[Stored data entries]
☆ ☆ ☆ ☆ ☆ ☆ ☆
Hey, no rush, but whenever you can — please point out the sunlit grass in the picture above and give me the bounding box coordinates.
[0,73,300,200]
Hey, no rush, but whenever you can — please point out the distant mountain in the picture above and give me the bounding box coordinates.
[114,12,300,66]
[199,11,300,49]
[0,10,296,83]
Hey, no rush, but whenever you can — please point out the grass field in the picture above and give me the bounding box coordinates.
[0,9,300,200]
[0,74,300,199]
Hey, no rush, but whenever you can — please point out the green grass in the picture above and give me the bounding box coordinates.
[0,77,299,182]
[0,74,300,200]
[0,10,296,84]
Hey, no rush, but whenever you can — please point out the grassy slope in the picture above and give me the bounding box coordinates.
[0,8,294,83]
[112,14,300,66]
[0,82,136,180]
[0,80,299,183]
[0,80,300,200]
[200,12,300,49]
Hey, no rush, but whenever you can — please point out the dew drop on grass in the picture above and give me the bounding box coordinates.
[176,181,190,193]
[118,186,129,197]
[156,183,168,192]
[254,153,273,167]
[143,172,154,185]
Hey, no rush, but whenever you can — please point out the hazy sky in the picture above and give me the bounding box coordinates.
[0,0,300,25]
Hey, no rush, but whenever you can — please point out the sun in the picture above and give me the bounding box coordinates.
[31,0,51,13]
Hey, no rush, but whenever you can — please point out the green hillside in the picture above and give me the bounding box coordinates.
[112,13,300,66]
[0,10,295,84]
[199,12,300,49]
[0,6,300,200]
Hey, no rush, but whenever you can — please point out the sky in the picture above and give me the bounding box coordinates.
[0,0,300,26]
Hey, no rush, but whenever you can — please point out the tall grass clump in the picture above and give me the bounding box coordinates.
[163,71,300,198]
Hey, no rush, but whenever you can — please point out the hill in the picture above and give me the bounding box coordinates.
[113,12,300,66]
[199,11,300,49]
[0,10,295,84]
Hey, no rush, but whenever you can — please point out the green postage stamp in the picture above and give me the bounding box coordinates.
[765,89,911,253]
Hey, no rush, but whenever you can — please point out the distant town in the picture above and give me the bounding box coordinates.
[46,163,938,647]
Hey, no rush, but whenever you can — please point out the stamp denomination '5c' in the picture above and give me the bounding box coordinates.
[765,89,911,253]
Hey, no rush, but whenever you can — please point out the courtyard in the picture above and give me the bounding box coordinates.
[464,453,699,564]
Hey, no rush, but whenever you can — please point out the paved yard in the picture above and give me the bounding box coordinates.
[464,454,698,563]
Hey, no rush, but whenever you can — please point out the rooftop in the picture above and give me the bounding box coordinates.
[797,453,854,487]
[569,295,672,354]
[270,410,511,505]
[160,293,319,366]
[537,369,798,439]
☆ ☆ ☆ ☆ ☆ ☆ ☆
- _STATED TASK_:
Echo every one of the lines above, word for word and in the same order.

- _OUTPUT_:
Hey, no rush, but whenever you can — please point out the sunlit grass in the picture above and give me the bounding box coordinates.
[0,73,300,200]
Hey, no rush, but whenever you can — please point out the distant mountain in the picture above and give me the bounding box coordinates.
[114,12,300,66]
[199,11,300,49]
[0,10,296,83]
Hey, no rush, but whenever you can — please point out the grass field in the picture above and give me the bounding box coordinates.
[0,9,300,200]
[0,74,300,199]
Hey, no rush, but whenever you can — please point out the green grass in the picture above and give me the bounding box coordinates.
[0,77,299,182]
[0,74,300,200]
[0,10,296,84]
Hey, no rush, but whenever you can — please point out the grassy slope in the picture above and give me the bounding box coordinates.
[0,8,294,83]
[112,14,300,66]
[0,82,136,180]
[0,80,299,183]
[0,80,300,200]
[200,12,300,49]
Hey, no rush, but whenever you can — please point out the dew drop on grass in the picture above and give me the bounding box coordinates.
[176,181,190,193]
[118,186,129,197]
[156,183,168,192]
[254,153,273,167]
[143,172,154,185]
Hey, no rush, but whenever you can — please point out the hazy sky in the picture above and give me the bounding box coordinates.
[0,0,300,25]
Hey, no rush, but whenever you can — please point out the sun in the picture above and give me the bounding box coordinates.
[31,0,51,13]
Hey, no rush, but whenever you can — please point out the green hillside in the picture above and give me the bounding box coordinates.
[112,13,300,66]
[0,10,295,84]
[199,12,300,49]
[0,6,300,200]
Hey, no rush, but whenever you can — please point out the sky in the picture above and give me the bounding box coordinates.
[0,0,300,26]
Hey, no rush, but whenever you can — please point out the tall grass clump in the picture above and give me the bounding box coordinates.
[163,71,300,198]
Hey, no rush, but whenever you can — please point out the hill in the picture above and give me the bounding box coordinates.
[113,12,300,66]
[199,11,300,49]
[0,10,295,84]
Hey, no rush, but whenever you can — please point out the green postage stamp in the picture above and give me the bounding box coordinates.
[765,89,911,253]
Hey, no rush, but whenever you can — please point out the distant town in the picture above and give me the bounding box coordinates.
[46,163,938,647]
Hey, no rush, but whenever you can — please point out the stamp denomination '5c' in the picture above and give me the bounding box coordinates.
[765,89,911,253]
Hey, no rush, but whenever you can — please point out the courtyard in the picture above and give me the bounding box coordinates.
[464,453,699,564]
Hey, no rush, but whenever you can — please point out the paved yard in the picture above and give me the bounding box coordinates.
[464,454,698,563]
Hey, no rush, but whenever you can — please point out the rooftop in the picture above and give me the bounding box coordinates.
[797,453,854,487]
[569,295,672,354]
[270,410,511,505]
[160,293,319,366]
[537,369,798,439]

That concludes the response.